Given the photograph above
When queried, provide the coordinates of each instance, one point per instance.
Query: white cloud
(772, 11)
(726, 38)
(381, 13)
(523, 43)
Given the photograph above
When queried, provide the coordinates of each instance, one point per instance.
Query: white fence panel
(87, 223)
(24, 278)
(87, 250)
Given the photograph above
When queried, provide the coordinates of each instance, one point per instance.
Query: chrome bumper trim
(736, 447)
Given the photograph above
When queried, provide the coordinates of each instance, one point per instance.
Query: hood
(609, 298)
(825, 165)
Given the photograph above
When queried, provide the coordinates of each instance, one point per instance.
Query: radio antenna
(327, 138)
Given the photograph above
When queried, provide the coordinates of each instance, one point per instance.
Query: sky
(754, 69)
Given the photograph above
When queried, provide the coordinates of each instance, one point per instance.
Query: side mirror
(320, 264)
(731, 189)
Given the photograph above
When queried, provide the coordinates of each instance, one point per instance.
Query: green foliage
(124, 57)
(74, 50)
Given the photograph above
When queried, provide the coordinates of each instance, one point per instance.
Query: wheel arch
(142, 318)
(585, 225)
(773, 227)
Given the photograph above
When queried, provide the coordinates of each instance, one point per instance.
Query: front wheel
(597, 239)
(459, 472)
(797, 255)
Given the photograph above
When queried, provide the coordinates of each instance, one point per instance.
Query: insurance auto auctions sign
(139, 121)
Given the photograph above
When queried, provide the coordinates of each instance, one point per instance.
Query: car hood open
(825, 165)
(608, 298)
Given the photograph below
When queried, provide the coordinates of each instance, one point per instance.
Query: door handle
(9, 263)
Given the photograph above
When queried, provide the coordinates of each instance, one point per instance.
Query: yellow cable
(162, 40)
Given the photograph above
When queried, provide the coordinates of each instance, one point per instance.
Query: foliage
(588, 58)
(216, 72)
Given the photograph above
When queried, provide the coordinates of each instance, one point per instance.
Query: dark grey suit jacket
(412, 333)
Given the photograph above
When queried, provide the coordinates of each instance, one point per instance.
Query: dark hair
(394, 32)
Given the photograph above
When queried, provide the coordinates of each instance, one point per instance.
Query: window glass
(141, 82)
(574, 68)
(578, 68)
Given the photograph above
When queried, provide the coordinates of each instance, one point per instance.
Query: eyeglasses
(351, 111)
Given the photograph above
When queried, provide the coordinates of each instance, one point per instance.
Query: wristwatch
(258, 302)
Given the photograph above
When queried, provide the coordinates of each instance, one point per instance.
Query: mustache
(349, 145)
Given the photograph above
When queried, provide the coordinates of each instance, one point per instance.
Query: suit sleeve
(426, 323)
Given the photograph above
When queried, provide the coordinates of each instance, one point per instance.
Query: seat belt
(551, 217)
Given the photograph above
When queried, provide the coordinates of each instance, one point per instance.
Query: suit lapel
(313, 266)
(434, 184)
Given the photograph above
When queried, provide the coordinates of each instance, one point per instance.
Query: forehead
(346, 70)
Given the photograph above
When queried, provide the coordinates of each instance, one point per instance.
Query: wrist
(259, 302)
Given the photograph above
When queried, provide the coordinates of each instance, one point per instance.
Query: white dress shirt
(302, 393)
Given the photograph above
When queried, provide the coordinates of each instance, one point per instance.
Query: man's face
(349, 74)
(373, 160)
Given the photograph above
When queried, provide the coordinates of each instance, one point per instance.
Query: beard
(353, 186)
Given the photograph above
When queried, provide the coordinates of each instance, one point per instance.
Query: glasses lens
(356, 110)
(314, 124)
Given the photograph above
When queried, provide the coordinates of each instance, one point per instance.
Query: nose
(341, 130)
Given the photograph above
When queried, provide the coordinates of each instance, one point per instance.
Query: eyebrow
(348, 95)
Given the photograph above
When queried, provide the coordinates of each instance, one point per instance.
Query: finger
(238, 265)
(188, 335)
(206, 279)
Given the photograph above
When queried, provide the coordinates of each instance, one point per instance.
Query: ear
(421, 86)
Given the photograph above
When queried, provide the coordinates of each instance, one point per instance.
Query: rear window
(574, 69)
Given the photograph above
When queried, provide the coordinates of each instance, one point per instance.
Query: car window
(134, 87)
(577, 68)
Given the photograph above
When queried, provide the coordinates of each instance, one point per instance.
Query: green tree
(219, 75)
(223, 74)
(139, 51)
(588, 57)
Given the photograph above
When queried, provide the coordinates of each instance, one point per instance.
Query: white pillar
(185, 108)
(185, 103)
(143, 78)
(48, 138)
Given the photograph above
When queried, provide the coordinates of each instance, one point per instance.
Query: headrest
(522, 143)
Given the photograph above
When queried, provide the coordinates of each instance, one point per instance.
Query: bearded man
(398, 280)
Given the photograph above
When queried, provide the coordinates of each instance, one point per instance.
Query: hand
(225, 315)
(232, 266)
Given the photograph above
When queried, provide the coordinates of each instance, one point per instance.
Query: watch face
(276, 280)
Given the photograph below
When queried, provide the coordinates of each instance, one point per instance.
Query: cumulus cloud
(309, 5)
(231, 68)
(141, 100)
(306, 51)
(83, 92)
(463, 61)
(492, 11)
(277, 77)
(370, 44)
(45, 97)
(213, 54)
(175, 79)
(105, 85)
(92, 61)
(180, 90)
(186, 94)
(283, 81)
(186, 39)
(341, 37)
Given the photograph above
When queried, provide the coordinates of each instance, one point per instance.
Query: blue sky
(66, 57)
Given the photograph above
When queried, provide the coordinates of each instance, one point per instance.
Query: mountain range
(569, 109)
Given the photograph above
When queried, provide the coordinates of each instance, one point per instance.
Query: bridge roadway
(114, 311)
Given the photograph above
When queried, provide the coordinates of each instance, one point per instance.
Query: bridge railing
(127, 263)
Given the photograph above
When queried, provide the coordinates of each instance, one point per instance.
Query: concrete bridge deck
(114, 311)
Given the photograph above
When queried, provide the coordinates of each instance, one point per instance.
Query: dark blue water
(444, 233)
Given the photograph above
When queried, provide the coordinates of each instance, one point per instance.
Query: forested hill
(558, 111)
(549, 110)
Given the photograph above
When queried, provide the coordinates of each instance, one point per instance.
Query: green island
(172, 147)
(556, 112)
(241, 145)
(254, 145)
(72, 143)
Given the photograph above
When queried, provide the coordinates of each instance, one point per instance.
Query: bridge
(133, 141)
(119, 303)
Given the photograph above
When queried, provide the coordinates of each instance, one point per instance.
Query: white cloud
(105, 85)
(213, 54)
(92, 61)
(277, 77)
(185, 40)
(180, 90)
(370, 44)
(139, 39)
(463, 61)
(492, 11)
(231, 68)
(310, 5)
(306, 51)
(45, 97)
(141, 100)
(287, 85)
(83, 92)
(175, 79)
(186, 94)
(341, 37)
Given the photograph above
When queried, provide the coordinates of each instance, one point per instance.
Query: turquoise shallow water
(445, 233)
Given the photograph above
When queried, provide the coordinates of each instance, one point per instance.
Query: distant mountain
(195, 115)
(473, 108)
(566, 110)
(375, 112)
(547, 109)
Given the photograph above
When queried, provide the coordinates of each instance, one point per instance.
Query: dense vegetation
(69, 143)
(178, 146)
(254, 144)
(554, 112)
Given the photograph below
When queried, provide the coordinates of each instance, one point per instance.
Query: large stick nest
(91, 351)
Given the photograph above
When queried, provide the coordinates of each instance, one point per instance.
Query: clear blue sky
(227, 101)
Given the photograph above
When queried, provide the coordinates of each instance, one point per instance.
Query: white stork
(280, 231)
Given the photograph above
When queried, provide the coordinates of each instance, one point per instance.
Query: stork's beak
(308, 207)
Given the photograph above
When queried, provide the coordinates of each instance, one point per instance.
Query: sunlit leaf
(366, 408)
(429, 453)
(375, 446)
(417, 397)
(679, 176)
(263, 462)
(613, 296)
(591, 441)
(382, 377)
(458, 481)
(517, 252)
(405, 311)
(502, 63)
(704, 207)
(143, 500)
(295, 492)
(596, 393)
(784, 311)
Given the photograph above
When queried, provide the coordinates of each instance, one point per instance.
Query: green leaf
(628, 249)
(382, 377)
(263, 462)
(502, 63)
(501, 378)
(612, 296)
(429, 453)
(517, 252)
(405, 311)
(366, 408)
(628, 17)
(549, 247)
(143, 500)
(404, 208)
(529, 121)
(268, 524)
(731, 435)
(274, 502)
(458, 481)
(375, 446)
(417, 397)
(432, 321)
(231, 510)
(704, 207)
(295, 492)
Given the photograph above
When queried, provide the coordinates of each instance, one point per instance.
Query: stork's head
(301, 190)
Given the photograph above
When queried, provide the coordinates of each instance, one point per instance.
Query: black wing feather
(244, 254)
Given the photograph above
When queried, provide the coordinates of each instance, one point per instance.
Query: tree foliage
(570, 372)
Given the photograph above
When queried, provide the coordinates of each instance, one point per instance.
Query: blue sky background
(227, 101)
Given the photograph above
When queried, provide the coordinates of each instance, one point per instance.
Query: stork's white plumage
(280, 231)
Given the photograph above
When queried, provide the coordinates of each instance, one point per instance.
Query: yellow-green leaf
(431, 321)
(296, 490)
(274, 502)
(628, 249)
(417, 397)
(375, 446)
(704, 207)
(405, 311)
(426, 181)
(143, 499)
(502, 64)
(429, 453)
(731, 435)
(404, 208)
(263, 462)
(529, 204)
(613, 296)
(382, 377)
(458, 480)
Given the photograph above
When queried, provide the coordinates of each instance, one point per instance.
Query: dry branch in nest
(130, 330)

----

**WORK ITEM**
Exact copies of the lines from the one holding "Query: blue sky background" through the last line above, and only those, make up the answer.

**SOLUTION**
Query: blue sky background
(227, 101)
Given the photograph above
When queried, provide the coordinates of each instance, one point per instance.
Query: stork's white plumage
(280, 231)
Given the photograph above
When queried, provide the coordinates of each instance, one point per instance.
Query: yellow-green leaf
(431, 321)
(296, 490)
(274, 502)
(628, 249)
(417, 397)
(375, 446)
(704, 207)
(405, 311)
(426, 181)
(143, 499)
(502, 64)
(429, 453)
(731, 435)
(404, 208)
(263, 462)
(529, 204)
(613, 296)
(382, 377)
(458, 480)
Given the photograph above
When queried, provide the coordinates of each instance, one point per instance.
Query: dry branch in nest
(130, 330)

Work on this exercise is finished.